Text-to-region grounding data
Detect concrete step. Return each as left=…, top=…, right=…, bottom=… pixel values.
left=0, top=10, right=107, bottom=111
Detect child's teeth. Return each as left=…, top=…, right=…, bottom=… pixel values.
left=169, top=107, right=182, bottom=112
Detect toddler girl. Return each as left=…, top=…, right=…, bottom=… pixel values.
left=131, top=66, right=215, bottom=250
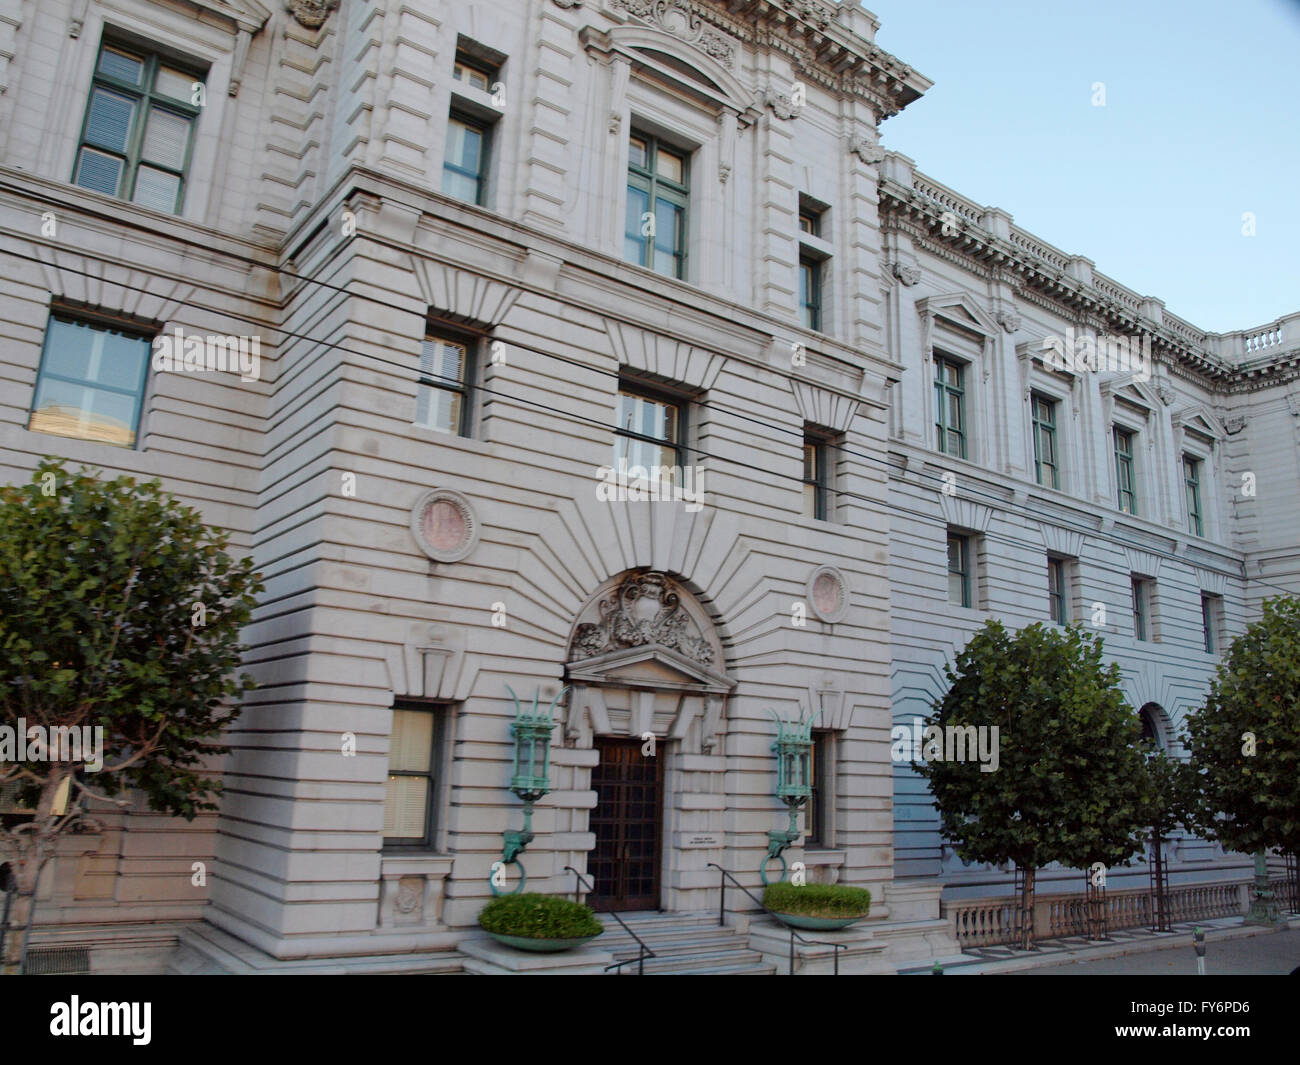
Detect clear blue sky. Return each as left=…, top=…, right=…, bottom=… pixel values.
left=868, top=0, right=1300, bottom=334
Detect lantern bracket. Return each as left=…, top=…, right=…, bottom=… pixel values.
left=491, top=685, right=567, bottom=893
left=762, top=706, right=820, bottom=883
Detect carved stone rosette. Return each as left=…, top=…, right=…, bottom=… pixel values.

Task details:
The entries are to be transcribed in full. Their pictures are not.

Result of this exercise:
Detect concrete step. Return each as left=…, top=…, right=…, bottom=… pixel values.
left=0, top=10, right=107, bottom=111
Detect child's teeth. Return each as left=…, top=…, right=…, bottom=… pixel values.
left=169, top=107, right=182, bottom=112
Detect toddler girl. Return each as left=…, top=…, right=…, bottom=… pixel values.
left=131, top=66, right=215, bottom=250
Detect clear blue sky. Return each as left=…, top=…, right=…, bottom=… pixel values.
left=868, top=0, right=1300, bottom=334
Detect lantern bracket. Return each as left=…, top=…, right=…, bottom=… pixel values.
left=491, top=685, right=567, bottom=893
left=762, top=706, right=820, bottom=883
Detect carved stone rosette. Return each as left=…, top=…, right=…, bottom=… pixel values.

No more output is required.